**What is expected**
Reproduce the passage on the small ORF classifier word for word, from "For training the" up to and including "around 70-80 residues.".

**Quoted passage**
============================================================
For training the Random Forest ML classifier based on protein-features, Refseq annotated ORFs (<= 150 amino acids) of E.coli str. K12 substr. MG1655 (NC_000913.3) were used as the positive set. A random sample of the same set size was taken in the length range (20-150 aa) from all theoritically enumerated ORFs other than those in the annotation in the E.coli genome. The equal-sized positive and negative data had a size of 851 ORFs.The training set can be downloaded
here
Benchmarking of the performance was carried out by comparing the prediction results with PRODIGAL and RANSEPS on Refseq annotated small ORFs (<=100 aa) from a large dataset of bacterial genomes. The average length of small ORFs had average length around 70-80 residues.
============================================================
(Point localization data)

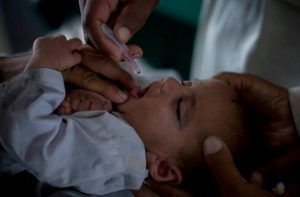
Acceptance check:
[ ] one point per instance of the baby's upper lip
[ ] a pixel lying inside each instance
(138, 92)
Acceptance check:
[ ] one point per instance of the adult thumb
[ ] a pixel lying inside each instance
(132, 17)
(221, 165)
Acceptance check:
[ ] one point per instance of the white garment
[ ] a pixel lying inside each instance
(95, 152)
(255, 36)
(294, 96)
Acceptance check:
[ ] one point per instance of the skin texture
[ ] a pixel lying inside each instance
(124, 17)
(46, 50)
(177, 116)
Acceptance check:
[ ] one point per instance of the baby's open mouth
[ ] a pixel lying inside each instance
(138, 92)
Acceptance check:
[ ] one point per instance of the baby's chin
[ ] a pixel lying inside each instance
(127, 106)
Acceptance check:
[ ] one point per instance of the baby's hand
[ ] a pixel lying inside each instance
(55, 52)
(83, 100)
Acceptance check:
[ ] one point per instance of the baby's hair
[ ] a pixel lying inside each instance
(191, 161)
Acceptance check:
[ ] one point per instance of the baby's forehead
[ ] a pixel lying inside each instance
(212, 84)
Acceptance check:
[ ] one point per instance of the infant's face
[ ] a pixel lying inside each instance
(171, 115)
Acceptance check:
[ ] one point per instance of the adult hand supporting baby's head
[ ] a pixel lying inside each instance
(228, 178)
(270, 102)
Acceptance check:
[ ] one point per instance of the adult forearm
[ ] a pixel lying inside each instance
(12, 65)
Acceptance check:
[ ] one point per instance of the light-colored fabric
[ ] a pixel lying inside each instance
(294, 96)
(95, 152)
(254, 36)
(227, 31)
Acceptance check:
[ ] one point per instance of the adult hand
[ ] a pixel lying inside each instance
(102, 75)
(271, 104)
(226, 175)
(124, 16)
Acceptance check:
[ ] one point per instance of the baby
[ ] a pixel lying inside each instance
(159, 133)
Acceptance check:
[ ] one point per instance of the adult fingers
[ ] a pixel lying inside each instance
(106, 67)
(225, 173)
(271, 104)
(135, 50)
(75, 44)
(94, 14)
(132, 17)
(85, 79)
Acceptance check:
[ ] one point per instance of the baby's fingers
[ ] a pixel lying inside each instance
(75, 45)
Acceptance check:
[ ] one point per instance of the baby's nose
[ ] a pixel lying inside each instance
(169, 83)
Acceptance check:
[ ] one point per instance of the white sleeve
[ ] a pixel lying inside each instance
(294, 2)
(85, 150)
(294, 96)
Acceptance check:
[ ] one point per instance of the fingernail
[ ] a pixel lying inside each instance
(212, 145)
(124, 34)
(123, 95)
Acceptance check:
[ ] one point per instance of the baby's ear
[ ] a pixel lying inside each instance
(163, 170)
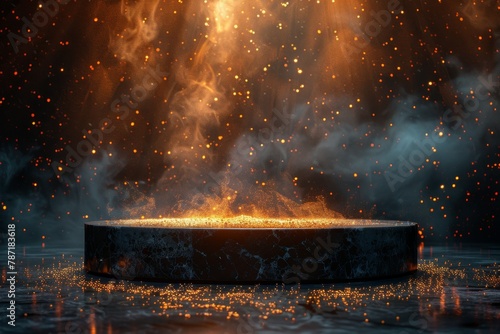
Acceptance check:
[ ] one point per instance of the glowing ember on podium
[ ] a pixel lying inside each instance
(248, 249)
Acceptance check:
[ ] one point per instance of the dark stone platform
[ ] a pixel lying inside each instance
(250, 250)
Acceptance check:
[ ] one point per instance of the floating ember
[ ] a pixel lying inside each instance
(248, 249)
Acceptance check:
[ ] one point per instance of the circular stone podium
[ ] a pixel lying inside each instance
(250, 250)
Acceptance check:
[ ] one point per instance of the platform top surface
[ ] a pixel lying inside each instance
(246, 222)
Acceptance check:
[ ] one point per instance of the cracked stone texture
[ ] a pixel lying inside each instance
(368, 250)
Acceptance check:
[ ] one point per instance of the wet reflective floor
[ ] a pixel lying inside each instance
(456, 289)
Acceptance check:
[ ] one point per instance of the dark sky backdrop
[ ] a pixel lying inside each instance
(388, 119)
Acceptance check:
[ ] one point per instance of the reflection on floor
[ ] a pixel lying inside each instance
(457, 289)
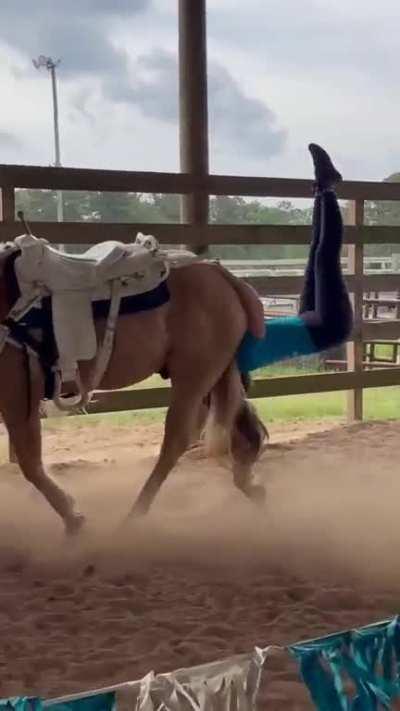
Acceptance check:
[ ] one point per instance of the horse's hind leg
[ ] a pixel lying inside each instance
(180, 425)
(248, 434)
(234, 427)
(25, 437)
============================================================
**Exercise output**
For training the Random Forest ML classifier based on protein-features, Refseq annotated ORFs (<= 150 amino acids) of E.coli str. K12 substr. MG1655 (NC_000913.3) were used as the positive set. A random sample of the same set size was taken in the length range (20-150 aa) from all theoritically enumerated ORFs other than those in the annotation in the E.coli genome. The equal-sized positive and negative data had a size of 851 ORFs.The training set can be downloaded
here
Benchmarking of the performance was carried out by comparing the prediction results with PRODIGAL and RANSEPS on Refseq annotated small ORFs (<=100 aa) from a large dataset of bacterial genomes. The average length of small ORFs had average length around 70-80 residues.